#### SET EXERCISE:
Transcribe the data below in full, reproducing every line without alteration.

#### AVAILABLE DATA:
[START]

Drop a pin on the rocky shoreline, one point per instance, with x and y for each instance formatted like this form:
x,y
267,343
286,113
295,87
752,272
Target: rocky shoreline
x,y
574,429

[END]

#### ANSWER FOR THE TASK:
Drop a pin on the rocky shoreline, one point per instance, with x and y for each instance formatted like this form:
x,y
267,343
286,113
295,87
752,272
Target: rocky shoreline
x,y
574,429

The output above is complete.